> [Stated goal]: How many lines in the entries below contain the string "house"? Reply with the number alone.

> [Exercise inputs]:
● ● ● ● ● ● ●
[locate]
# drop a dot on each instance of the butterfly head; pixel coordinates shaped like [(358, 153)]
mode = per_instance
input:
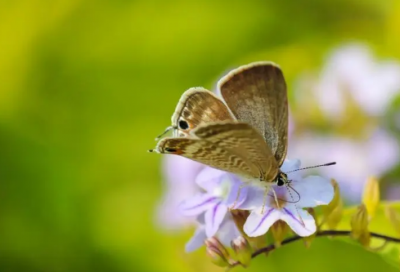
[(281, 179)]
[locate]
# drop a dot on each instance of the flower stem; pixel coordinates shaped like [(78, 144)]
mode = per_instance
[(318, 234)]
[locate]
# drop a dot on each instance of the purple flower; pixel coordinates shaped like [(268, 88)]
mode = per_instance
[(226, 233), (301, 193), (377, 154), (220, 193)]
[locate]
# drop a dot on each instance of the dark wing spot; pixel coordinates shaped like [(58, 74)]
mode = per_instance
[(183, 125)]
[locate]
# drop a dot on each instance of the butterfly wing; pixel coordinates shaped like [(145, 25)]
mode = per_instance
[(229, 146), (256, 94), (198, 106)]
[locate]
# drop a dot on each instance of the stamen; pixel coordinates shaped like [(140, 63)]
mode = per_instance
[(295, 206), (237, 196)]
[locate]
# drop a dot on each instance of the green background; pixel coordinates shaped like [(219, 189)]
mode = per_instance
[(86, 85)]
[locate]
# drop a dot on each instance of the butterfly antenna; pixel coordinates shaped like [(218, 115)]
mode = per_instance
[(315, 166), (295, 205), (165, 132)]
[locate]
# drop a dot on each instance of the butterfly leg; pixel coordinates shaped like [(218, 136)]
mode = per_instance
[(237, 196)]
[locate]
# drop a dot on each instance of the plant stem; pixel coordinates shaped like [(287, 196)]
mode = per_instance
[(318, 234)]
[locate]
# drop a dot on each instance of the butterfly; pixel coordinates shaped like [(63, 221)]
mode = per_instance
[(244, 133)]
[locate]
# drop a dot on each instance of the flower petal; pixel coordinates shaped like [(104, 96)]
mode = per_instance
[(228, 231), (214, 217), (313, 191), (237, 193), (254, 198), (259, 223), (197, 204), (209, 178), (289, 165), (197, 240), (300, 221)]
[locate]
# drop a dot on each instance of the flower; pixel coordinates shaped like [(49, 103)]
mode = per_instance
[(220, 193), (313, 191), (226, 233), (352, 70), (180, 176), (223, 190), (378, 154)]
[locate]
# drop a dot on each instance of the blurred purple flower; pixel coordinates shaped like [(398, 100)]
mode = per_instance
[(220, 192), (353, 69), (180, 174), (357, 160), (226, 233)]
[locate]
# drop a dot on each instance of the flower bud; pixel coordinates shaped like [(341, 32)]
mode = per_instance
[(394, 218), (279, 230), (336, 201), (365, 239), (216, 246), (333, 218), (242, 250), (216, 257), (371, 196), (308, 239), (359, 222)]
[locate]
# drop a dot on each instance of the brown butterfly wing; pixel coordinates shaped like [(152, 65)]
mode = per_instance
[(232, 147), (245, 141), (196, 107), (256, 94)]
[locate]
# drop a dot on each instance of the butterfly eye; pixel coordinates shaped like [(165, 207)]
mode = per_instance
[(183, 125), (172, 150), (280, 182)]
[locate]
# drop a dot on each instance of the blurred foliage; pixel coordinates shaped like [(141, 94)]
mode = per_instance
[(85, 87)]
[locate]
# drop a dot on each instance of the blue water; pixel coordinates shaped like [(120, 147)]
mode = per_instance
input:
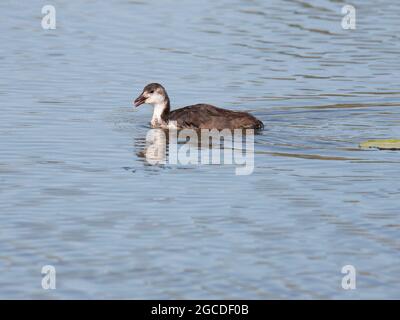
[(76, 194)]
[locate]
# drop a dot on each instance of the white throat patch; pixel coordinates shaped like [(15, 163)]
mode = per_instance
[(156, 120)]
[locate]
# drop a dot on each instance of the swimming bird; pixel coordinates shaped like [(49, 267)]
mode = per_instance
[(198, 116)]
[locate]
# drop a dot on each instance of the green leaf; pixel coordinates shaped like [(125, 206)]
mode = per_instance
[(390, 144)]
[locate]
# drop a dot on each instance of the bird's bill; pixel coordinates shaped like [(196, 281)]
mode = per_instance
[(139, 100)]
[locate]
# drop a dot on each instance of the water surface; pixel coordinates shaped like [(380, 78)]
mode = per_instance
[(76, 194)]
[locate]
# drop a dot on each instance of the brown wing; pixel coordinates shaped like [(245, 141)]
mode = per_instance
[(205, 116)]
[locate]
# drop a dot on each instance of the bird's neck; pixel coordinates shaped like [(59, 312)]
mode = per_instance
[(160, 113)]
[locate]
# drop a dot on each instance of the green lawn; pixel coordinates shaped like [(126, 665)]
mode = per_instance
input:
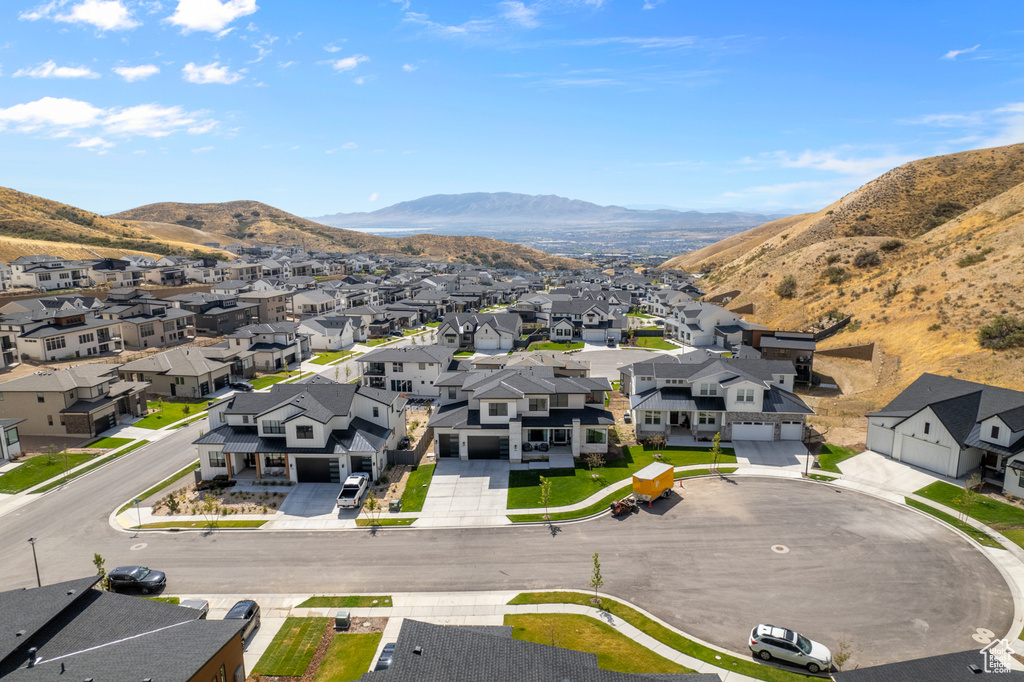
[(571, 485), (35, 470), (162, 484), (832, 455), (109, 443), (331, 356), (348, 656), (667, 636), (379, 601), (982, 538), (293, 647), (169, 413), (417, 486), (582, 633), (603, 503), (1008, 519), (554, 345)]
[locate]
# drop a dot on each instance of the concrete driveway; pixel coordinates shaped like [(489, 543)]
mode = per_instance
[(467, 494), (777, 455)]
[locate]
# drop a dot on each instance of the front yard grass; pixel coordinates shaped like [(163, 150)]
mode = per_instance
[(331, 356), (293, 647), (324, 601), (554, 345), (417, 486), (36, 469), (168, 413), (666, 636), (582, 633), (348, 656), (571, 485), (982, 538), (1008, 519), (832, 455)]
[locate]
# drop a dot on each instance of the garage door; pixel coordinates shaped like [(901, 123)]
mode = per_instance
[(488, 448), (313, 469), (753, 431), (925, 455), (792, 431)]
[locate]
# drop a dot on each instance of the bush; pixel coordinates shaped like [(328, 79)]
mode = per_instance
[(866, 258), (1001, 334), (786, 288)]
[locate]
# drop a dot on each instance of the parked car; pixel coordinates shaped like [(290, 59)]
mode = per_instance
[(247, 610), (385, 658), (769, 642), (136, 579), (352, 489)]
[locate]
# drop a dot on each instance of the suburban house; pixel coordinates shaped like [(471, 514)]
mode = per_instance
[(80, 401), (180, 373), (697, 394), (411, 371), (74, 630), (10, 440), (495, 331), (952, 427), (315, 432), (520, 414)]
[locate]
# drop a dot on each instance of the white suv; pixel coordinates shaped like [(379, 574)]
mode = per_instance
[(351, 493), (769, 642)]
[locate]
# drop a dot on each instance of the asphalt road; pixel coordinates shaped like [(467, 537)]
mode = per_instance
[(894, 583)]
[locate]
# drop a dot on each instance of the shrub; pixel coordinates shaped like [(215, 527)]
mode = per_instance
[(1001, 334), (786, 288), (866, 258)]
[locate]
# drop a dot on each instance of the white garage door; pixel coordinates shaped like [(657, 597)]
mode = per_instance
[(792, 431), (925, 455), (880, 439), (753, 431)]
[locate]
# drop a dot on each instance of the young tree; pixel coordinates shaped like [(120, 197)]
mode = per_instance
[(596, 582), (545, 495)]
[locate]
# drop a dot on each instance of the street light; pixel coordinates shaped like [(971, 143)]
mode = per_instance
[(32, 541)]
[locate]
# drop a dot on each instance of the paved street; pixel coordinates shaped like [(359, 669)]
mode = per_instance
[(900, 584)]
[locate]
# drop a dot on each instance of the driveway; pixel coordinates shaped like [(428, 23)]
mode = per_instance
[(467, 493), (777, 455)]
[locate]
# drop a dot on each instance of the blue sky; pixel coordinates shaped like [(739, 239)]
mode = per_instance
[(318, 107)]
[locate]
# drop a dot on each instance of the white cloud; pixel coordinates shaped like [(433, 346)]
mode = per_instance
[(210, 15), (51, 70), (140, 73), (952, 54), (103, 14), (348, 64), (210, 73), (519, 13)]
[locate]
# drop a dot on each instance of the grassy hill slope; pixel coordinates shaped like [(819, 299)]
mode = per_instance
[(947, 235), (253, 221)]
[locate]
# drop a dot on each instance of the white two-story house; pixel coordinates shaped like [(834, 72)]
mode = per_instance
[(696, 395), (316, 432)]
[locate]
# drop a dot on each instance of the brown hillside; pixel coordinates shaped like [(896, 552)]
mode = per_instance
[(932, 291), (253, 221), (28, 217)]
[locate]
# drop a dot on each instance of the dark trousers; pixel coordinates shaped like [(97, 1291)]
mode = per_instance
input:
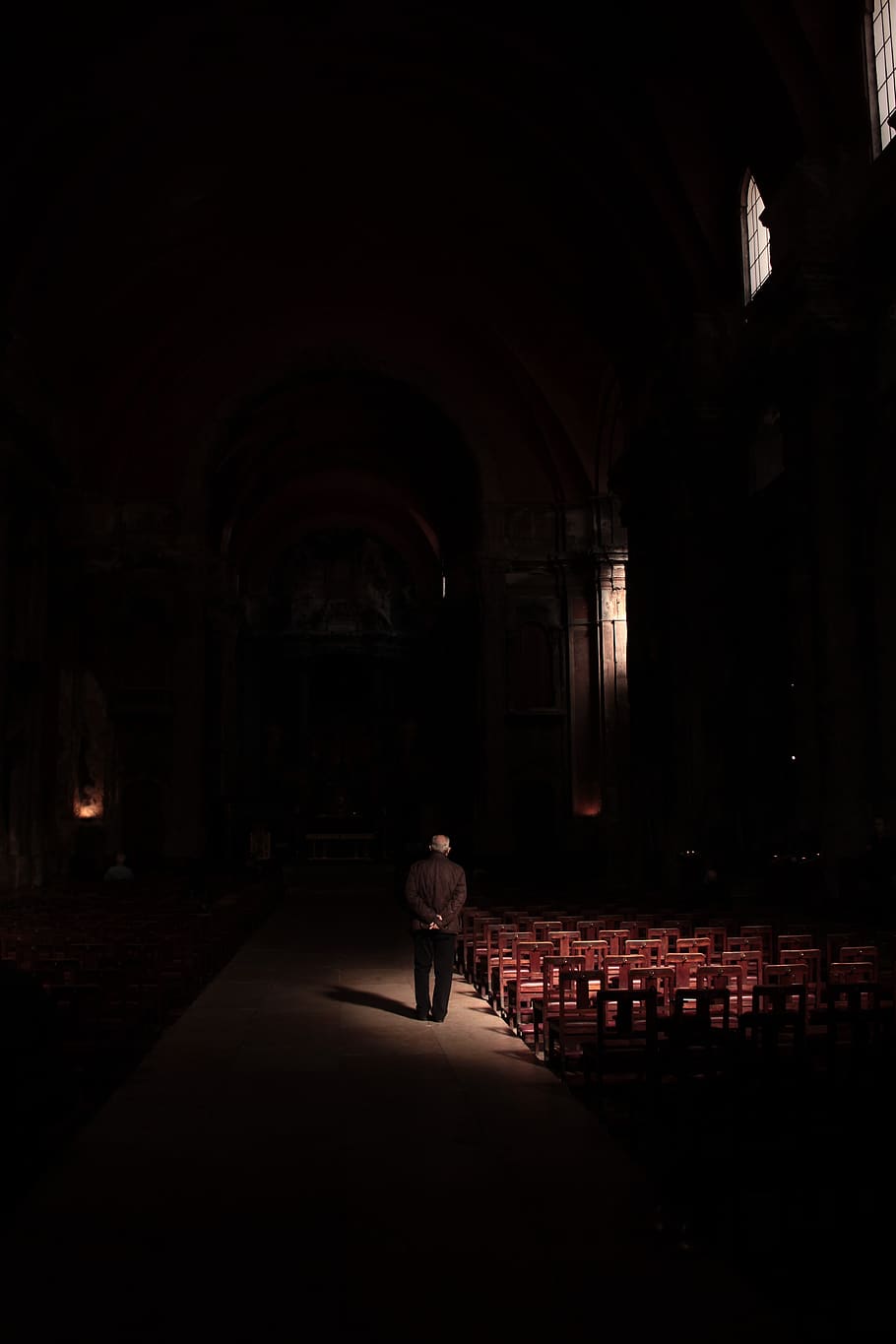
[(432, 952)]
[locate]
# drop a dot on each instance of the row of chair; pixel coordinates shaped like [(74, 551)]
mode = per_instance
[(581, 990)]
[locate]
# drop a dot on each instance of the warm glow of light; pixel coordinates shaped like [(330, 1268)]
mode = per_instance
[(88, 805)]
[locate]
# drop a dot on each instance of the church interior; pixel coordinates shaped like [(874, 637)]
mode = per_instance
[(445, 418)]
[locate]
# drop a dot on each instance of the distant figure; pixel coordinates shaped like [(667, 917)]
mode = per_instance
[(435, 893), (118, 871)]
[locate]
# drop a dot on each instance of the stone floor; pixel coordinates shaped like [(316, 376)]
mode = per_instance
[(298, 1153)]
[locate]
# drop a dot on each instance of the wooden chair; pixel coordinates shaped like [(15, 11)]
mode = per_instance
[(464, 956), (653, 949), (527, 984), (862, 952), (723, 976), (625, 1045), (855, 1017), (504, 965), (685, 965), (663, 979), (546, 1002), (670, 934), (699, 1038), (810, 958), (718, 935), (594, 950), (575, 1019), (543, 928), (749, 961), (766, 935), (775, 1026), (699, 942), (790, 941)]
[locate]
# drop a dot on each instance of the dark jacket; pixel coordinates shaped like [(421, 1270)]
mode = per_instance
[(435, 886)]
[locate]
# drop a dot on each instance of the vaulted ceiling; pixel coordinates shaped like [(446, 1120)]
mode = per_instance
[(250, 249)]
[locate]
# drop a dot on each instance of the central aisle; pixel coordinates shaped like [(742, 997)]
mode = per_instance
[(298, 1151)]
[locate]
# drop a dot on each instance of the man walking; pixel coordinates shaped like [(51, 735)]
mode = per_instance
[(435, 893)]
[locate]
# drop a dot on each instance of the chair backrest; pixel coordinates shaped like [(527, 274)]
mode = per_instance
[(726, 973), (718, 935), (810, 958), (788, 941), (697, 942), (530, 954), (704, 1004), (782, 1000), (626, 1012), (652, 948), (576, 988), (593, 949), (542, 928), (862, 952), (685, 965), (614, 938), (668, 932), (785, 973), (663, 979), (766, 938), (851, 973)]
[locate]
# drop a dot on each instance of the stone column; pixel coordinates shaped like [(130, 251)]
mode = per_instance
[(496, 828)]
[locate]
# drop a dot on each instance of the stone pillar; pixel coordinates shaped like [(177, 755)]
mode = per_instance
[(493, 809), (612, 652), (185, 828)]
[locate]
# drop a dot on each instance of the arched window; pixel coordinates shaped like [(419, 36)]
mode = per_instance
[(881, 70), (755, 238)]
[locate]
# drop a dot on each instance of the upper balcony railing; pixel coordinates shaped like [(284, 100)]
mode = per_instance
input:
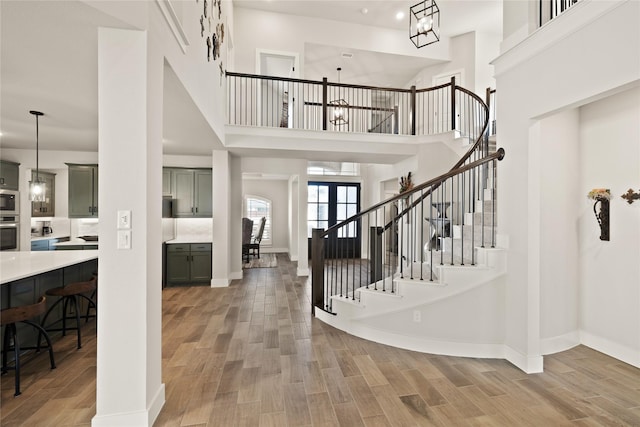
[(255, 100)]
● ● ● ● ● ● ●
> [Exercise solution]: 2